◆ **ABOUT THIS TASK**: Print every record below exactly as it stands.

┌─ SUPPLIED MATERIAL

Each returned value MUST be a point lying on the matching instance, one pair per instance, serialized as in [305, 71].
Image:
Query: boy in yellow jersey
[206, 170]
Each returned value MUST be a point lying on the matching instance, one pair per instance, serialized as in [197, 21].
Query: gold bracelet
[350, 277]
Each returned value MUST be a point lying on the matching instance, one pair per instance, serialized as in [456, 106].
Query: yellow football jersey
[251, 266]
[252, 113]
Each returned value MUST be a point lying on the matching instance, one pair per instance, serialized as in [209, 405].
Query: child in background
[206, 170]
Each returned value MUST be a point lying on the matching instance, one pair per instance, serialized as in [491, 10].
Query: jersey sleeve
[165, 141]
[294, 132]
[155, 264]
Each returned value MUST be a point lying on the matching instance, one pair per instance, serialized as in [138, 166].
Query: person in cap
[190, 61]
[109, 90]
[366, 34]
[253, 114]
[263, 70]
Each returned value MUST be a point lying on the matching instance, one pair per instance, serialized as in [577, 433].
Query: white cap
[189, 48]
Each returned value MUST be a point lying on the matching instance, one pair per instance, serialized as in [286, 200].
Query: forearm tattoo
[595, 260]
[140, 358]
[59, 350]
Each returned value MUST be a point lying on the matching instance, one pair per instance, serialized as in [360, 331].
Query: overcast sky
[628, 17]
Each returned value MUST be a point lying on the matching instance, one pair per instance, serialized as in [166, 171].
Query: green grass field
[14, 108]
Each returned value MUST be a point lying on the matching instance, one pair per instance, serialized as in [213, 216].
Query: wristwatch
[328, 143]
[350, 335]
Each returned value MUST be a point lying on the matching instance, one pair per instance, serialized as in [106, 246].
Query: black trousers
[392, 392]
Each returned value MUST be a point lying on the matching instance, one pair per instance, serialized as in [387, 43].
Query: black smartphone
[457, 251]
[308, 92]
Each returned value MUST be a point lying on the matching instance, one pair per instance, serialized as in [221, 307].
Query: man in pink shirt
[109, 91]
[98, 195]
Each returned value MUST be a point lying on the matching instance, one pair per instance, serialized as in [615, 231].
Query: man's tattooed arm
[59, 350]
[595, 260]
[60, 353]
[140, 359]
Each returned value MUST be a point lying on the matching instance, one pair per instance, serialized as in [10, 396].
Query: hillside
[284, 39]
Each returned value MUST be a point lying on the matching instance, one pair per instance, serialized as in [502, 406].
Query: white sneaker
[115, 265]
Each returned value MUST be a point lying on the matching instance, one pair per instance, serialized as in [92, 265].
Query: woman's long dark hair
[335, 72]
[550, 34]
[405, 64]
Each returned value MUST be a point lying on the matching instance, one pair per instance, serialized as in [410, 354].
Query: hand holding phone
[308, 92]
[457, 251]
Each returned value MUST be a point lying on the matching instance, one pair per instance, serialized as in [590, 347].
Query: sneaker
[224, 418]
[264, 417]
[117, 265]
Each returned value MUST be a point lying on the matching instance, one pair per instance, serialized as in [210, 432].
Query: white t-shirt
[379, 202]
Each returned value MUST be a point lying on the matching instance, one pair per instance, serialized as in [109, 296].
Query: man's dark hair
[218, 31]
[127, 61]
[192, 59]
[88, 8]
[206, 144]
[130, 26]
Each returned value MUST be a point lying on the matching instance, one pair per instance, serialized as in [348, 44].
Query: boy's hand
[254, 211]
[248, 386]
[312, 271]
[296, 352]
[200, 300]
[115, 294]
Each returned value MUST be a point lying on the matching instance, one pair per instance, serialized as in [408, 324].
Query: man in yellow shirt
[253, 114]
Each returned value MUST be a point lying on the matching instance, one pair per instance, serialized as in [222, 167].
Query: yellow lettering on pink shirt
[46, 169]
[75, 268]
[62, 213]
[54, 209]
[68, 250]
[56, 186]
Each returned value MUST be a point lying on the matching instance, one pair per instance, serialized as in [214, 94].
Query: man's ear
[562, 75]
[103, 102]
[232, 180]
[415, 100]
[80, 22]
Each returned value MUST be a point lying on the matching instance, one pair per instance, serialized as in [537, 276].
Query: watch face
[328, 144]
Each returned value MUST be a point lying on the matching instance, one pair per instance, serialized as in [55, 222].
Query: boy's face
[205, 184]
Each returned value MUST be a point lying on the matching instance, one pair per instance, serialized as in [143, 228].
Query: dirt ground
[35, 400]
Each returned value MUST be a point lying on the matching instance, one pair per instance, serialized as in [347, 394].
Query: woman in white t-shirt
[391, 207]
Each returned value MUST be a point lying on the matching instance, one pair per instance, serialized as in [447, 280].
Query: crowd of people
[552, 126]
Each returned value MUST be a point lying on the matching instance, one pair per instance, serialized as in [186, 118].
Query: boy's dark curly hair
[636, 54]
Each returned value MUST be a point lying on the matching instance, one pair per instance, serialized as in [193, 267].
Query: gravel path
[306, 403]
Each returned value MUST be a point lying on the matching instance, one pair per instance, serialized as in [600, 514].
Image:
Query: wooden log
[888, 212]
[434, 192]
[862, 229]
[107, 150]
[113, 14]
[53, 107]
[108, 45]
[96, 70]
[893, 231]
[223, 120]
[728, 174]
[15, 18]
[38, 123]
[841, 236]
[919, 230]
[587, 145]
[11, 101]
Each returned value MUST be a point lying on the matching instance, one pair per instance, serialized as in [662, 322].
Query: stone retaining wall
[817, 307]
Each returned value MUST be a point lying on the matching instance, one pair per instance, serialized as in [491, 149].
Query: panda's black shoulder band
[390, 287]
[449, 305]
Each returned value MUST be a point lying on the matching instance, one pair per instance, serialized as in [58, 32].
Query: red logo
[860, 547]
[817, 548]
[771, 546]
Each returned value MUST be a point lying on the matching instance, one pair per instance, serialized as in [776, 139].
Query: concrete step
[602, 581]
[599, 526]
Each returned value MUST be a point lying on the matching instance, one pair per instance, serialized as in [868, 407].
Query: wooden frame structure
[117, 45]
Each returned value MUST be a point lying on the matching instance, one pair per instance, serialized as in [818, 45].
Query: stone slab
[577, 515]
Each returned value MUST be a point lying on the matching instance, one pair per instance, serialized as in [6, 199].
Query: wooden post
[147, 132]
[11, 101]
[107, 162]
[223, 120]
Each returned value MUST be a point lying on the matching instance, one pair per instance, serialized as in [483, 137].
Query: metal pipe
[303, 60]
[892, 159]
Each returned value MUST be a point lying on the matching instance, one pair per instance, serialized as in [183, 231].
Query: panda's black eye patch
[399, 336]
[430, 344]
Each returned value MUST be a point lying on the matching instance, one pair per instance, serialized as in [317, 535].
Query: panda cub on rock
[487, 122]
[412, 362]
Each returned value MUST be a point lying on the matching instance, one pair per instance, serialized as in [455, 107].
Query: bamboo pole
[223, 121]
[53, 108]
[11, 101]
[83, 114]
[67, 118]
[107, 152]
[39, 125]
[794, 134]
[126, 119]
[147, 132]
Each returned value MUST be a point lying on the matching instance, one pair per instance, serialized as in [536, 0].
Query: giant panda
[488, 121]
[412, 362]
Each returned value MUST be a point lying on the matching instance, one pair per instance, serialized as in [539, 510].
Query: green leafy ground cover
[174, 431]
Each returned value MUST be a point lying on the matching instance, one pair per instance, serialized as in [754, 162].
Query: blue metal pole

└─

◆ **RESPONSE**:
Each returned value MUST be a point lying on the matching instance, one pair per instance, serialized as in [305, 71].
Image:
Query: boy in yellow jersey
[206, 170]
Each returned value MUST be a point lying on the matching instance, one pair per instance, serialized as in [197, 21].
Query: gold bracelet
[350, 277]
Each returned value MUST be a point lying on the matching instance, one pair per instance, serialized as in [456, 106].
Query: yellow football jersey
[251, 266]
[252, 113]
Each returned value MUST be a point lying on the matching instance, one pair per instance, serialized as in [209, 405].
Query: child in background
[206, 170]
Each returned value MUST be a point lying on the matching instance, one pair per instance, serialized as in [491, 10].
Query: jersey sleeve
[165, 141]
[294, 132]
[155, 264]
Each returned value MUST be a point lying on the matching instance, one pair per instance, serialized as in [138, 166].
Query: person in cap
[190, 61]
[109, 90]
[366, 34]
[253, 114]
[263, 70]
Each returned value MUST be a point lying on the matching instance, one pair per instance, serialized as in [577, 433].
Query: white cap
[189, 48]
Each returned value MUST be a point lying on the matching instance, one pair per instance, serialized as in [286, 200].
Query: forearm tattoo
[595, 260]
[140, 358]
[59, 350]
Each returned value MUST be a point lying on the matching instance, one pair per instance, serialized as in [360, 331].
Query: overcast sky
[628, 17]
Each returned value MUST be a point lying on the matching instance, one pair per instance, serialized as in [166, 171].
Query: green grass field
[14, 108]
Each returned value MUST be a point lying on the matching instance, one pair per instance, serialized as in [213, 216].
Query: wristwatch
[328, 143]
[350, 335]
Each returned value MUST be a point lying on the matching instance, one pair per instance, serialized as in [106, 246].
Query: black trousers
[392, 392]
Each returned value MUST be a point lying on the matching instance, one pair per instance, serialized as in [387, 43].
Query: black smartphone
[457, 251]
[308, 92]
Each returned value MUST be a point lying on the matching instance, one pair per instance, serialized as in [221, 307].
Query: man in pink shirt
[109, 91]
[98, 195]
Each returned value MUST be a point lying on the matching instance, one pair per instance, serialized as in [615, 231].
Query: man's tattooed arm
[59, 350]
[595, 260]
[60, 353]
[140, 359]
Each returned value MUST be a point lying on the matching instance, one pair per instance, serialized as in [10, 396].
Query: hillside
[284, 39]
Each returned value MUST be a point lying on the matching instance, one pair per instance, serialized as in [502, 406].
Query: white sneaker
[115, 265]
Each returned value MUST be a point lying on the matching instance, one pair per instance, serialized as in [92, 265].
Query: woman's long dark hair
[335, 72]
[550, 34]
[405, 64]
Each returned value MUST be a point lying on the matching instance, one pair per instance, serialized as in [410, 354].
Query: hand holding phone
[308, 92]
[457, 251]
Each returned value MUST be a point lying on the matching instance, one pair per instance, serialized as in [590, 347].
Query: sneaker
[224, 418]
[264, 417]
[117, 265]
Each returned value MUST be a point lying on the matching instance, one pair per instance, serialized as in [210, 432].
Query: white t-shirt
[379, 202]
Each returned value MUST be a point lying on the matching instance, one pair per instance, serialized as in [109, 296].
Query: man's dark hair
[218, 31]
[127, 61]
[192, 59]
[88, 8]
[206, 144]
[130, 26]
Each returned value MUST be a point lying on the matching instance, one pair per instance, serialized as in [348, 44].
Query: boy's hand
[254, 211]
[248, 386]
[312, 271]
[296, 352]
[200, 300]
[115, 294]
Each returned value MUST be a point lying on the matching instance, one pair per instance, serialized as in [408, 324].
Query: man in yellow shirt
[253, 114]
Each returned value MUST be a point lying on the matching instance, one pair per instance, serialized as in [222, 167].
Query: yellow lettering on pink shirt
[46, 169]
[75, 268]
[62, 213]
[54, 209]
[68, 250]
[56, 186]
Each returned value MUST be a point lying on the matching instance, one pair per instance, serialized as in [214, 94].
Query: man's ear
[562, 75]
[103, 102]
[232, 180]
[415, 100]
[80, 22]
Each returned value MUST be a point lying on the matching instance, one pair per instance, serialized as in [537, 276].
Query: watch face
[328, 144]
Each returned value MUST be a point lying on the matching instance, one pair per instance, serialized as in [55, 222].
Query: boy's face
[205, 184]
Each returned value MUST be a point lying on the matching instance, one pair per instance, serialized as in [143, 228].
Query: dirt ground
[35, 400]
Each returned value MUST be a point lying on the matching instance, one pair per instance, serialized as in [347, 394].
Query: woman in white t-shirt
[391, 207]
Each returned value MUST be a point lying on the matching instance, one pair per instance, serialized as in [447, 280].
Query: crowd of people
[552, 126]
Each returned value MUST be a point lying on the matching instance, one pair per instance, serialized as in [186, 118].
Query: boy's dark curly hair
[636, 54]
Each returned value MUST be a point lying on the matching instance, one pair per instance, serialized as in [193, 267].
Query: gravel path
[306, 403]
Each returned value MUST be a point lying on the matching instance, one pair per instance, serialized as in [600, 514].
Image:
Query: wooden log
[888, 212]
[434, 192]
[862, 229]
[107, 150]
[113, 14]
[53, 107]
[108, 45]
[96, 70]
[893, 231]
[223, 120]
[728, 174]
[15, 18]
[38, 123]
[841, 236]
[919, 230]
[587, 145]
[11, 101]
Each returned value MUST be a point lying on the matching instance, one pair per instance, serialized as in [662, 322].
Query: stone retaining wall
[817, 307]
Each returned value MUST be a point lying on the matching instance, one pair per instance, serialized as in [491, 149].
Query: panda's black shoulder band
[390, 287]
[449, 305]
Each returned value MUST be a point lying on the matching instance, one pair per instance, serialized as in [58, 32].
Query: red logo
[860, 547]
[817, 548]
[771, 546]
Each returned value MUST be a point lying on the matching instance, one pair per instance, serialized as in [776, 139].
Query: concrete step
[602, 581]
[599, 526]
Each returned value MUST be a point lying on the matching instance, one pair per instance, serialized as in [868, 407].
Query: wooden frame structure
[117, 45]
Each returned value MUST be a point lying on the matching instance, one pair per instance, serialized as in [818, 45].
Query: stone slab
[577, 515]
Each returned value MUST be a point lying on the matching instance, one pair per instance, serialized as in [6, 199].
Query: wooden post
[147, 132]
[11, 101]
[107, 162]
[223, 120]
Each returned value MUST be a point lying on the matching instance, one pair per instance, serialized as in [483, 137].
Query: metal pipe
[303, 60]
[892, 159]
Each returned value MUST be a point lying on the matching instance, one pair per instance, serialized as in [183, 231].
Query: panda's black eye patch
[399, 336]
[430, 344]
Each returned value MUST be a point lying on the matching instance, one pair per instance, serialized as in [317, 535].
Query: panda cub on rock
[487, 122]
[412, 362]
Each returned value MUST be a point lying on the matching instance, one pair per instance, serialized as in [455, 107].
Query: bamboo pole
[223, 121]
[53, 108]
[11, 101]
[83, 114]
[67, 118]
[107, 152]
[39, 125]
[794, 134]
[126, 119]
[147, 132]
Each returned value MUST be a point lying on the matching instance, one pair per instance, serialized as in [536, 0].
Query: giant panda
[488, 121]
[412, 362]
Each returned value MUST be a point lying on the matching instance, one pair per instance, serialized as in [539, 510].
Query: green leafy ground cover
[174, 431]
Each returned value MUST be a point lying on the matching instance, one pair per instance, serialized as in [754, 162].
Query: blue metal pole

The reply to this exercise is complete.